About this exercise: Starting at the top of the listing, extract every line up to and including the one with "identify the beige". Pictures stay out of the copy.
********************
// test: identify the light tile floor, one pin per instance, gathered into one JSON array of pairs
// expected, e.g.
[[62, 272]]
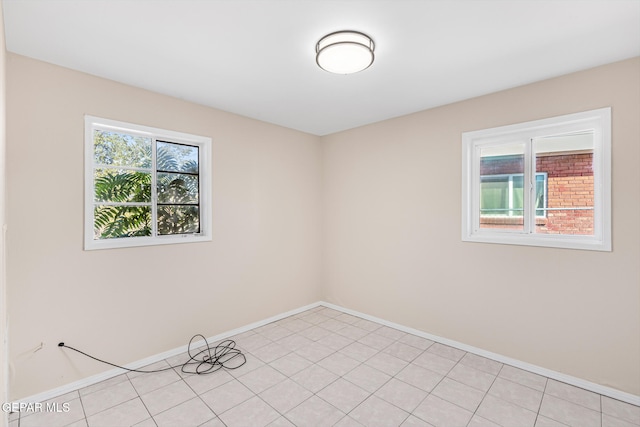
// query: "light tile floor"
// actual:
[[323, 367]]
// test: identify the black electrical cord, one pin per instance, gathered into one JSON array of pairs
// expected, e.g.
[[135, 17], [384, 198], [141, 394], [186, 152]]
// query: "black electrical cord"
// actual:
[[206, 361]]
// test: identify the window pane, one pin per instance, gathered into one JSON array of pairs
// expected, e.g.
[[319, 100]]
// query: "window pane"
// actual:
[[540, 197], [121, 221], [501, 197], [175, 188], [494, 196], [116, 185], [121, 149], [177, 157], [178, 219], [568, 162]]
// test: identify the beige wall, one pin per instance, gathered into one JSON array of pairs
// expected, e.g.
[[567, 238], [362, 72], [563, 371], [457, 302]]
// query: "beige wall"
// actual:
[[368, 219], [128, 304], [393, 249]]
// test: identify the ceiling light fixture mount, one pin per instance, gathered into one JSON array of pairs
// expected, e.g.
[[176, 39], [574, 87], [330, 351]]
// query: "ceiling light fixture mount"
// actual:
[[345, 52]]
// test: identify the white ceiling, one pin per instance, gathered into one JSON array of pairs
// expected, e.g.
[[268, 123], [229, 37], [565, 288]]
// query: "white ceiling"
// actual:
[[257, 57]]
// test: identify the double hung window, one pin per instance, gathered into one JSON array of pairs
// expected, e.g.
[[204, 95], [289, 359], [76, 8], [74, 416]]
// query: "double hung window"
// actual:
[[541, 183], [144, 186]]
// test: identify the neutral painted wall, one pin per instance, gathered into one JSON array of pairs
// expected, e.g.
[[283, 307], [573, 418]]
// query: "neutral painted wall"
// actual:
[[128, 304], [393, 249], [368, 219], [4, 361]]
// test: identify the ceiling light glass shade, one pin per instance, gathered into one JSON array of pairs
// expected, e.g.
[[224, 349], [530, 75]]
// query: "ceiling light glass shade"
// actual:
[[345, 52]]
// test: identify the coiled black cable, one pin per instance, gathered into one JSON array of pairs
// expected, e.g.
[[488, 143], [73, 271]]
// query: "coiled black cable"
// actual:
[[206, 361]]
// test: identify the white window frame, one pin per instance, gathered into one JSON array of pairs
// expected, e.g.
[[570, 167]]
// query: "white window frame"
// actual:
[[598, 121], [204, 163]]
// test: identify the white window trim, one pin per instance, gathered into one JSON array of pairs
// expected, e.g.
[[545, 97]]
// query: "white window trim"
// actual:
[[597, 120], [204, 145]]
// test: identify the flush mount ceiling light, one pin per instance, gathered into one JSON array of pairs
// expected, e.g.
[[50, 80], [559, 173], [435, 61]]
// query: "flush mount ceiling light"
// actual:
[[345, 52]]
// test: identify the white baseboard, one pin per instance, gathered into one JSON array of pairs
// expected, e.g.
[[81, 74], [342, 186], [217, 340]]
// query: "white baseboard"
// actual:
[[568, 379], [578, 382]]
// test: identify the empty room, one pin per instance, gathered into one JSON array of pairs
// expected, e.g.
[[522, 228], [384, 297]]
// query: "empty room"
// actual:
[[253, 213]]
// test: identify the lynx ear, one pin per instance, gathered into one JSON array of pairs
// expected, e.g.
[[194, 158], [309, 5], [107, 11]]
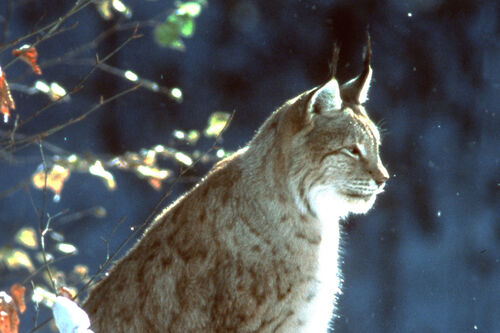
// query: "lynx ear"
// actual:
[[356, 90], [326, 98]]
********************
Result for this exercise:
// test: identify the light tile floor, one pin per instance, gathered into one JSON array of pairs
// expected, e.g.
[[62, 272]]
// query: "light tile floor"
// actual:
[[323, 367]]
// test: identify the black electrical cord, one pin per instance, gathered into one JSON array of pairs
// expected, e.g.
[[135, 17], [384, 198], [141, 394], [186, 152]]
// query: "black electrical cord"
// actual:
[[206, 361]]
// test: identify the window pane, one pin per instance, gathered into one JSON array of pairs
// expected, e.g.
[[319, 100]]
// query: "window pane"
// actual:
[[540, 197], [121, 221], [501, 197], [175, 188], [494, 196], [116, 185], [121, 149], [177, 157], [178, 219], [568, 162]]
// test: identify the beige wall, one pin per instance, gathered into one JSON array of pairs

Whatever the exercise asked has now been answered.